### Entries provided

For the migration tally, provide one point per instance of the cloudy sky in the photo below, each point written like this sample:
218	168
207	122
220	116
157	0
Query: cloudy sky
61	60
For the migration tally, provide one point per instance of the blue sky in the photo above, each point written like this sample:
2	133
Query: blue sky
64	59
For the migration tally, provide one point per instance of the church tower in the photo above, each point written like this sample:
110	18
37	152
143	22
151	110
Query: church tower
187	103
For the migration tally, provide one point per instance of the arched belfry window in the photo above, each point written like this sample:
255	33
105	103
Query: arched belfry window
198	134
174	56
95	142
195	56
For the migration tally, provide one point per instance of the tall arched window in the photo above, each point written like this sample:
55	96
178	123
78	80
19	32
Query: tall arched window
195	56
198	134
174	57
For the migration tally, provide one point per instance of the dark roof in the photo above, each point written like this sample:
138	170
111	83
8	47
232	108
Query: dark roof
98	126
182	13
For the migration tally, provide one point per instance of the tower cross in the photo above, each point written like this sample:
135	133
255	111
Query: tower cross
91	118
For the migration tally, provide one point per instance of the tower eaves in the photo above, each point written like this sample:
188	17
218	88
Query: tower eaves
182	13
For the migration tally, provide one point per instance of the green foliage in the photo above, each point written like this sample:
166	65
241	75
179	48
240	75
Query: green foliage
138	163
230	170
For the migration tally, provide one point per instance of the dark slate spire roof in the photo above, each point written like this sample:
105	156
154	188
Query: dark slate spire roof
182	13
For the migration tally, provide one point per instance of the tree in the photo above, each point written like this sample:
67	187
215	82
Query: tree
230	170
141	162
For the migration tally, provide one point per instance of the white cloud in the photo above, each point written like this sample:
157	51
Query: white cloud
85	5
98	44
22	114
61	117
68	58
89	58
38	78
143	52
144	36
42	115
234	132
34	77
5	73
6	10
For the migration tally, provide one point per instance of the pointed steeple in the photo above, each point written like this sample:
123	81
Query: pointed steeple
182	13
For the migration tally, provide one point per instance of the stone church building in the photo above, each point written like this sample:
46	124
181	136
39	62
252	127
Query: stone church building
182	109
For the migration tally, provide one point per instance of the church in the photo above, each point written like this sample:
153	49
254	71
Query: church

######

Would you retype the whole listing, exactly as it reads?

Solution to the exercise »
For the migration tally, provide one point per instance of the cloudy sky in the photo below, each point written like this sample:
218	168
207	122
220	116
157	0
Query: cloudy sky
61	60
For the migration tally, provide one point per instance of the blue sky in the photo above, each point written like this sample:
2	133
Query: blue sky
64	59
For the migration tally, provide one point per instance of the church tower in the photo above, each point written like this sample:
110	18
37	152
143	22
151	110
Query: church tower
187	103
For the migration tally, provide one point per instance of the arched belfry window in the photo above, each point written like this sample:
255	33
105	103
Query: arched belfry window
198	134
174	56
95	142
195	56
For the migration tally, provide one point per instance of the tall arched window in the photo above, each point written like this sample:
55	96
178	123
78	80
19	32
Query: tall arched window
195	56
198	134
174	57
For the migration tally, provide one point per instance of the dark roof in the photo above, each point written like this sample:
138	170
111	83
8	47
232	108
Query: dark roof
98	126
182	13
For the migration tally, provide one point per instance of the tower cross in the photo above, each point written like this sample:
135	133
255	111
Query: tower cross
91	118
For the migration tally, provide one point per instance of the tower eaves in the photo above, each point written like this sample:
188	17
218	88
Query: tower eaves
182	13
For the migration tally, provide one point per instance of the green foliage in the photo above, each point written like this sample:
166	65
241	75
179	48
240	75
Query: green foliage
138	163
230	170
For the migration tally, provide one point per instance of the dark slate spire roof in the photo above, each point written like this sample:
105	156
154	188
Query: dark slate spire roof
182	13
For the migration tally, provide one point per instance of the tree in the photo above, each point written like this sample:
67	187
215	82
Query: tree
230	170
141	162
For the migration tally, provide one point per instance of the white cloud in the photo above, each point written like this sample:
157	51
Query: white cloud
85	5
98	44
22	114
61	117
68	58
89	58
38	78
143	52
144	36
42	115
234	132
34	77
5	73
6	10
For the migration tally, provide one point per instance of the pointed steeple in the photo above, each point written like this sample:
123	81
Query: pointed steeple
182	13
For the migration tally, provide one point per instance of the stone church building in the photo above, each point written like this sample:
46	124
181	136
39	62
252	127
Query: stone church building
182	109
For the migration tally, provide one point per instance of the church in the photo above, each point written like this sample:
153	49
254	71
Query: church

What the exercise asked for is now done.